VORLIEGENDER TEXT:

Die Experimente sollen das Verständnis der Entwicklung von Säugetieren verbessern und zeigen, wie sich Mutationen, Nährstoffversorgung und Umwelteinflüsse auf einen Fötus auswirken. Die wichtigere Frage der Zukunft dürfte allerdings sein, ob andere Tiere und vielleicht sogar Menschen in einer künstlichen Gebärmutter entstehen können oder dürfen.

Die Forscher des Weizmann-Instituts für Wissenschaften in Rechovot, Israel, haben die Mäuse-Embryos am fünften Tage der Schwangerschaft entnommen und für weitere sechs Tage in einer künstlichen Gebärmutter wachsen lassen. Eine Mäuseschwangerschaft dauert üblicherweise 20 Tage. Wie Nature berichtet, haben die Forscher auf diese Weise bereits mehr als 1.000 Mäuse-Embryos kultiviert.

Der Vergleich mit natürlich gewachsenen Embryos im gleichen Stadium habe keine Unterschiede gezeigt. Alle Organe und Gliedmaßen waren auch in der künstlichen Gebärmutter normal entwickelt. Inzwischen sind die israelischen Forscher um Dr. Jacob Hanna schon einen Schritt weiter als in der Studie beschrieben. Nach seinen Angaben gegenüber der New York Times haben er und seine Kollegen Eier bereits am Tag der Befruchtung entnommen und elf Tage lang in der künstlichen Gebärmutter wachsen lassen.

Die Entwicklung der künstlichen Gebärmutter dauerte sieben Jahre. Die Anlage umfasst Inkubatoren, Nährstoffversorgung und ein Belüftungssystem. Die Mäuse-Embryos werden in Glasfläschchen mit spezieller Nährstofflösung in den Inkubator platziert. Diese bewegt sich langsam, damit sich die Embryos nicht an der Glaswand ansetzen, was zu Deformierungen und Tod führen würde. Die Inkubatoren und die Embryos werden vom Ventilationssystem kontrolliert mit Sauerstoff und Kohlendioxid versorgt.

AUSZUG DATENSATZ:
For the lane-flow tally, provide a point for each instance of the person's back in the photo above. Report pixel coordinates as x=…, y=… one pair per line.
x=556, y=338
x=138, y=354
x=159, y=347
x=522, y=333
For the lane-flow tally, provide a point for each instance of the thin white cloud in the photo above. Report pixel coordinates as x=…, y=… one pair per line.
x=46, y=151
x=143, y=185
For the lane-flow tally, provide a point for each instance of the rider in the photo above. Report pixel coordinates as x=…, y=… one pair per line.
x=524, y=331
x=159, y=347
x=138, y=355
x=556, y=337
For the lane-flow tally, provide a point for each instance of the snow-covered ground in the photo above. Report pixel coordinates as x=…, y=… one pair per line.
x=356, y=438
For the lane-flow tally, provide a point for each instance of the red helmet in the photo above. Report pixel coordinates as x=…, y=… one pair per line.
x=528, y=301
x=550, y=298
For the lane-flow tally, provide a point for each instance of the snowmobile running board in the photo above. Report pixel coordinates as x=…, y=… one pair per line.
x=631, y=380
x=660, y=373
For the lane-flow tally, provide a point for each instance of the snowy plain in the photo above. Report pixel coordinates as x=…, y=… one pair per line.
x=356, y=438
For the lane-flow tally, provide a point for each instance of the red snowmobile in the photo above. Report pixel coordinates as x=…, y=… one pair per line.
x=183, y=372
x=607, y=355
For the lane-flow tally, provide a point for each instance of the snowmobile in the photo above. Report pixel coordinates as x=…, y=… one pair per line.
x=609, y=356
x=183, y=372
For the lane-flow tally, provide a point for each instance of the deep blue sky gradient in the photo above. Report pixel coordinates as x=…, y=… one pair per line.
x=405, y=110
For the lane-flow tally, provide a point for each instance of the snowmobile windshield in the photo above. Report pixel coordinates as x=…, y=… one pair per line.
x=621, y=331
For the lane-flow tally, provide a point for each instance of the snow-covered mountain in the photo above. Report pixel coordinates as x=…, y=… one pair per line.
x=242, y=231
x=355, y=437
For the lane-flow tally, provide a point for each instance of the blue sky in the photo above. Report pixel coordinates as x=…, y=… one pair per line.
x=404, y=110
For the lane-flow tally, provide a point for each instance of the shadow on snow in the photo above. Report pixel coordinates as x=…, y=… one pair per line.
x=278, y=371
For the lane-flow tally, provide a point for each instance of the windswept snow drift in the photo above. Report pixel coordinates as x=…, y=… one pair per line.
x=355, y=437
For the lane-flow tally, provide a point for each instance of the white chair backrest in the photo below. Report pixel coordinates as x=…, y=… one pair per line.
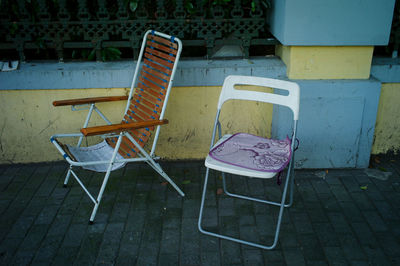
x=292, y=100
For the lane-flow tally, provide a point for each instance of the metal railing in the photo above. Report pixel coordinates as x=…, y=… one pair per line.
x=95, y=25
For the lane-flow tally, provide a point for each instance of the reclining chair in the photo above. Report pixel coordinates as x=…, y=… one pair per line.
x=252, y=156
x=144, y=113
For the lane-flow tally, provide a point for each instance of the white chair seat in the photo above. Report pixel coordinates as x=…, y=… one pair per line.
x=247, y=168
x=95, y=153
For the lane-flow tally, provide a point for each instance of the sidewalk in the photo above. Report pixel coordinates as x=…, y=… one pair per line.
x=339, y=217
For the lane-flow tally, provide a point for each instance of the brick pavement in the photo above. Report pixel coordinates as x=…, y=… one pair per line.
x=339, y=217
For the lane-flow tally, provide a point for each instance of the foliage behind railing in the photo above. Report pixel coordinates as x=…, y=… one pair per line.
x=100, y=28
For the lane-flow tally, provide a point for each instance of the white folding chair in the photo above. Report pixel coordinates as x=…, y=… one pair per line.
x=252, y=156
x=145, y=109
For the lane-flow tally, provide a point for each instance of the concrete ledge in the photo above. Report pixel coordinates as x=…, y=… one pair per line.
x=54, y=75
x=387, y=70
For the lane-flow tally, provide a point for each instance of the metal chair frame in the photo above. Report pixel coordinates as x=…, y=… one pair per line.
x=230, y=93
x=119, y=132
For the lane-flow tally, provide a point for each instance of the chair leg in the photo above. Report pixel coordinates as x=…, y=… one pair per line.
x=68, y=175
x=227, y=192
x=278, y=225
x=158, y=169
x=100, y=195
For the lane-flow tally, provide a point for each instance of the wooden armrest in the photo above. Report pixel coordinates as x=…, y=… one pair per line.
x=99, y=130
x=89, y=100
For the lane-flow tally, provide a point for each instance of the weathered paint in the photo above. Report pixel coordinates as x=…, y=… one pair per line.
x=327, y=62
x=28, y=119
x=81, y=75
x=336, y=122
x=387, y=128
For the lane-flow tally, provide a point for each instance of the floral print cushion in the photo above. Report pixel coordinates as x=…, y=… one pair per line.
x=253, y=152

VERSTÄNDNIS PRÜFEN:
[A] Entnimm dem Text über die künstliche Gebärmutter alles von „Die Forscher des“ bis hinunter zu „der künstlichen Gebärmutter wachsen lassen.“.
[B] Beantworte zum Text über die künstliche Gebärmutter diese Fragen:
(i) Wie viele Tage dauert eine Mäuseschwangerschaft üblicherweise?
(ii) Wie viele Mäuse-Embryos haben die Forscher laut Nature bereits kultiviert?
(iii) Wie lange dauerte die Entwicklung der künstlichen Gebärmutter?
[C] Führe den Text über die künstliche Gebärmutter nach seinem letzten Satz weiter.
Die Einträge sind eigenständiges Material und gehören nicht zum Text über die künstliche Gebärmutter.

LÖSUNGEN:
[A]
Die Forscher des Weizmann-Instituts für Wissenschaften in Rechovot, Israel, haben die Mäuse-Embryos am fünften Tage der Schwangerschaft entnommen und für weitere sechs Tage in einer künstlichen Gebärmutter wachsen lassen. Eine Mäuseschwangerschaft dauert üblicherweise 20 Tage. Wie Nature berichtet, haben die Forscher auf diese Weise bereits mehr als 1.000 Mäuse-Embryos kultiviert.

Der Vergleich mit natürlich gewachsenen Embryos im gleichen Stadium habe keine Unterschiede gezeigt. Alle Organe und Gliedmaßen waren auch in der künstlichen Gebärmutter normal entwickelt. Inzwischen sind die israelischen Forscher um Dr. Jacob Hanna schon einen Schritt weiter als in der Studie beschrieben. Nach seinen Angaben gegenüber der New York Times haben er und seine Kollegen Eier bereits am Tag der Befruchtung entnommen und elf Tage lang in der künstlichen Gebärmutter wachsen lassen.

[B]
(i) 20 Tage
(ii) Mehr als 1.000
(iii) Sieben Jahre

[C]
Nach mehr als zehn Tagen benötigen die Embryos allerdings eine Blutversorgung und können ohne diese nicht mehr überleben. Die Nährstoffversorgung reicht in diesem Stadium nicht mehr aus. Eine verbesserte Nährstoffversorgung oder eine künstliche Blutzufuhr sind nach Angaben der Forscher die nächsten Schritte. Aktuell wollen sie anhand der künstlichen Gebärmutter mehr über die Gründe von Fehlgeburten erfahren und warum sich manche befruchtete Eier nicht weiterentwickeln.

Bislang war es Wissenschaftlern lediglich gelungen, befruchtete Eier von Säugetieren für sehr kurze Zeit im Labor wachsen zu lassen. Die Embryos benötigten eine natürliche Gebärmutter. Dies schränkte die Forschung der Frühentwicklung deutlich ein. "Der heilige Gral der Entwicklungsbiologie besteht darin, zu verstehen, wie eine einzelne Zelle, ein befruchtetes Ei, alle spezifischen Zelltypen im menschlichen Körper bilden und zu 40 Billionen Zellen heranwachsen kann", erklärt Paul Tesar, Entwicklungsbiologe der Case Western Reserve University School of Medicine in Cleveland, Ohio.

Andere Forscher haben Mäuse-Embryos aus Bindegewebe erzeugt. Damit würden keine befruchteten Eier mehr benötigt, um die Entwicklung zu beobachten. Und die Eier der Mäuse müssten nicht mehr befruchtet werden, bloß um die Embryos später zu zerstören.

Die Entwicklung bleibt nicht bei Mäusen stehen. Zwei weitere Paper beschäftigen sich bereits mit der Erzeugung menschlicher Embryos aus Stammzellen. Dies erfordert nach Einschätzung von Wissenschaftlern aber noch jahrelange Forschung – falls es überhaupt gestattet wird. Wissenschaftler vermeiden bislang die Erforschung menschlicher Embryos zwei Wochen nach Befruchtung. Ob die Entstehung menschlichen Lebens in einer künstlichen Gebärmutter möglich sein und angewendet wird, ist künftig nicht mehr eine Frage der Wissenschaft, sondern der Ethik, der Gesetze und der Gesellschaft.